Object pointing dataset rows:
- - - -
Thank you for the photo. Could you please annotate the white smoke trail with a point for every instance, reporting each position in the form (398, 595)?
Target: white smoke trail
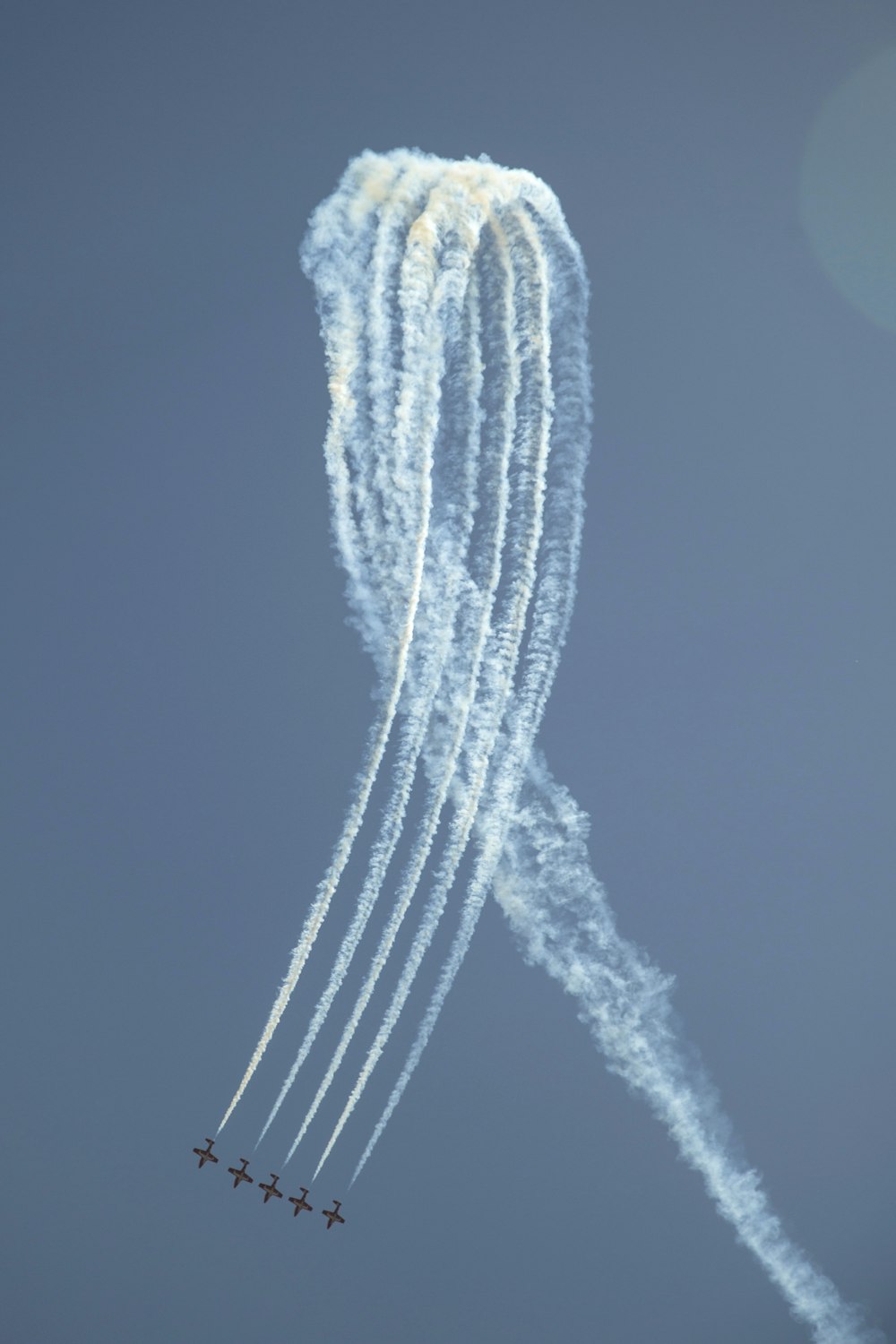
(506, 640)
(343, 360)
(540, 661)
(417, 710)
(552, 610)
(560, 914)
- - - -
=== YOUR OBJECTIVE ===
Can you give every line of the rows above as a JSON list of strings, one string per line, skipping blank lines and leaving out the pictures?

=== FULL OUTPUT ===
[
  "Thank you for the photo. Could you please annotate the white smoke trail with a point for every instance, reporting each position in the form (398, 595)?",
  "Target: white smoke trail",
  "(506, 640)",
  "(343, 360)",
  "(540, 661)",
  "(417, 710)",
  "(552, 610)",
  "(560, 914)"
]